[Object position labeling listing]
--*--

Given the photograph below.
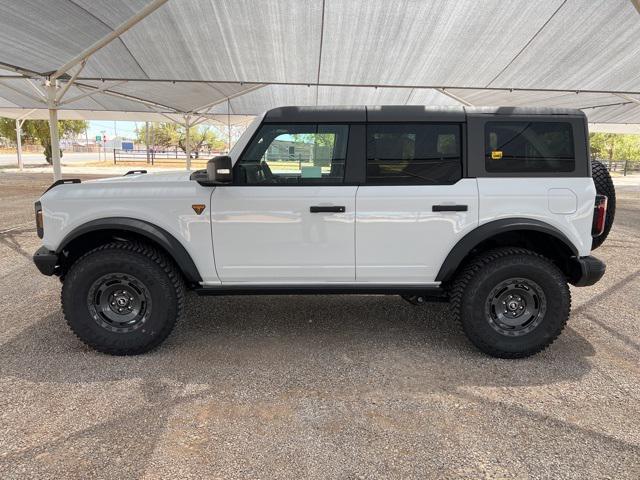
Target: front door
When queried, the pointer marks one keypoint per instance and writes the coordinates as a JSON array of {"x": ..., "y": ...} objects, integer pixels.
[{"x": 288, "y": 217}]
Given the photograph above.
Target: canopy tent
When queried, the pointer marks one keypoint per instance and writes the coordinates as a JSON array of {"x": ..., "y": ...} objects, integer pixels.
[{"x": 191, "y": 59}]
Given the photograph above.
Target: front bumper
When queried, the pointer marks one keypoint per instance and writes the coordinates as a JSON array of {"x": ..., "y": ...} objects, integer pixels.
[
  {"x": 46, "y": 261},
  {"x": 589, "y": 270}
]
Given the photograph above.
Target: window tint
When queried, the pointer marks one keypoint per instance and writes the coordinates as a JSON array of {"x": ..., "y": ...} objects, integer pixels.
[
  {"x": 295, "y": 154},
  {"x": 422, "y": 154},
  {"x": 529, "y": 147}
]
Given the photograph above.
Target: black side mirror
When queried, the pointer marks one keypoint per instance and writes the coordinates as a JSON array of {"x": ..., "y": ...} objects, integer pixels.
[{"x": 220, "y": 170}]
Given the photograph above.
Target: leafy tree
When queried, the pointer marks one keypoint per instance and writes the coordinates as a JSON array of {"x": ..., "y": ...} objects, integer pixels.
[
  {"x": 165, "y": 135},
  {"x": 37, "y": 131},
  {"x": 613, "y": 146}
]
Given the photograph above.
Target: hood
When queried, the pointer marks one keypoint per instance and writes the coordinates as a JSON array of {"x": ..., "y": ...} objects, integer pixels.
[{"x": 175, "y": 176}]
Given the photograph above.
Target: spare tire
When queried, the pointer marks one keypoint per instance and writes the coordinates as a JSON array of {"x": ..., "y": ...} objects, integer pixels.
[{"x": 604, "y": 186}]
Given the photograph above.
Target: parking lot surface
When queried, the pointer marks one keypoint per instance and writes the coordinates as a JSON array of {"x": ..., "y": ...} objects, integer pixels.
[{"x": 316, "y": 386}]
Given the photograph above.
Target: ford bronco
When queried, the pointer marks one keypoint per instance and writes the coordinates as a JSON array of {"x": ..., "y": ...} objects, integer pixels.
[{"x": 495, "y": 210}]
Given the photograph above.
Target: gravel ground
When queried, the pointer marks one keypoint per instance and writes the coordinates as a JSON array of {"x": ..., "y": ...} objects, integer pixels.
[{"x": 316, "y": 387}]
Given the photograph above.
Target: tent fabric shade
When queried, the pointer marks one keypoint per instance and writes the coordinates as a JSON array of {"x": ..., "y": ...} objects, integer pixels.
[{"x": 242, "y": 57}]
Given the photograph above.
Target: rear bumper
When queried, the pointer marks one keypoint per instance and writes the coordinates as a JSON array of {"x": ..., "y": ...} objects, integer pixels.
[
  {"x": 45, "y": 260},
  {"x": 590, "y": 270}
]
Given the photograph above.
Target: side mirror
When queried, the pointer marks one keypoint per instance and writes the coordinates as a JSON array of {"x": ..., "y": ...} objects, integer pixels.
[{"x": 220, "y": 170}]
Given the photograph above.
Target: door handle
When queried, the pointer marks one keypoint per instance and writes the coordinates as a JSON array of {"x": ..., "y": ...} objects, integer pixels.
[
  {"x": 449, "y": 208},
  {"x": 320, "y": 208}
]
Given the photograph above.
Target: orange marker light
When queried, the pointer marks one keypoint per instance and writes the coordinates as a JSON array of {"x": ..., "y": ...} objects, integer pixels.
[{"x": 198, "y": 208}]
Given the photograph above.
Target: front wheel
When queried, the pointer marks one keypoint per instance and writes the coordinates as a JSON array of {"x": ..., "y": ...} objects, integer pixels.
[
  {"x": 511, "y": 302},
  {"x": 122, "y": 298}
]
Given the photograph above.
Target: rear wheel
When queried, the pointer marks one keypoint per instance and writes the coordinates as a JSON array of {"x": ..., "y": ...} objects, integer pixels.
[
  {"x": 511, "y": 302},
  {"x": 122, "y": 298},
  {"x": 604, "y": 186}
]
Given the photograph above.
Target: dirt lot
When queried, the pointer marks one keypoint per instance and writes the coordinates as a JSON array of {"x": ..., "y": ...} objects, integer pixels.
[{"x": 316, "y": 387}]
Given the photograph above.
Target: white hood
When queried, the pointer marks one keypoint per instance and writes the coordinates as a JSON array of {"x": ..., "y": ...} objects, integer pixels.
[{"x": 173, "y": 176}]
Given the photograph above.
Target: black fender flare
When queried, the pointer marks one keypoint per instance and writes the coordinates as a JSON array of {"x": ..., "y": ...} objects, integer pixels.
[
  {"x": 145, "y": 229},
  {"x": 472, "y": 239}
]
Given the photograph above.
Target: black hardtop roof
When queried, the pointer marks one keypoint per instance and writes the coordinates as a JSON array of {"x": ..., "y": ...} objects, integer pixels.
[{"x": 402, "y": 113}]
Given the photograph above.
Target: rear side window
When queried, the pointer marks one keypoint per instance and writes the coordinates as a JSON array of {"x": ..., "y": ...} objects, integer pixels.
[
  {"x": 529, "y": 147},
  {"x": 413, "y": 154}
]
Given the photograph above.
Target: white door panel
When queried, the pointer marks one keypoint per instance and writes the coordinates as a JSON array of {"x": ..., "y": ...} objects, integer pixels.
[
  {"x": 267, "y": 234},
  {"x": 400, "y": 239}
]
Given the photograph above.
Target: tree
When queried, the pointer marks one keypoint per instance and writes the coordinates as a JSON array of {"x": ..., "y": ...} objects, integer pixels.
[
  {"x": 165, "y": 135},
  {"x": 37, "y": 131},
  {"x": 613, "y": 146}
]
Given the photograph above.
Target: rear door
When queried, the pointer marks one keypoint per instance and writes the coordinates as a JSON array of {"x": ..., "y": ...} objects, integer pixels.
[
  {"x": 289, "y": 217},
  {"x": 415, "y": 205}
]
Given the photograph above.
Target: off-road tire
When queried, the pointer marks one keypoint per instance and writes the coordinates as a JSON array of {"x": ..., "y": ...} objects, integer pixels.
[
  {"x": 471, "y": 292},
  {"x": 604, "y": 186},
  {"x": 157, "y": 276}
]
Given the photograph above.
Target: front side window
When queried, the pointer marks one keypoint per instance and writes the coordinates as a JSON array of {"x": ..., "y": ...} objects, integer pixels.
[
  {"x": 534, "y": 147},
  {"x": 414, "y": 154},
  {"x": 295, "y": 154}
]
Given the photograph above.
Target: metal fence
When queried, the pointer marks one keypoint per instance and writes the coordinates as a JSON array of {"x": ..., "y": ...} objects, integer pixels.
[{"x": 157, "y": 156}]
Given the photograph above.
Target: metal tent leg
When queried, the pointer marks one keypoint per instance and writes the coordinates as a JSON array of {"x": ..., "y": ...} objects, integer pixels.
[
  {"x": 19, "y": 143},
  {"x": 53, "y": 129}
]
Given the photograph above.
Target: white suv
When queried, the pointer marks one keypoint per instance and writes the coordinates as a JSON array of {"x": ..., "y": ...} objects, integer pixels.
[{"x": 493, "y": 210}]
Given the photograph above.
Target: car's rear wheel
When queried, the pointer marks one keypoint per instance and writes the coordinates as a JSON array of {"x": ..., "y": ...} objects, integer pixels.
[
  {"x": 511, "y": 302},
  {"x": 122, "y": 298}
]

--*--

◆ OBJECTIVE
Please filter the listing above and copy out every line that contains the word "metal", matching case exactly.

◆ FINAL RESULT
Target: metal fence
Target: metal tent leg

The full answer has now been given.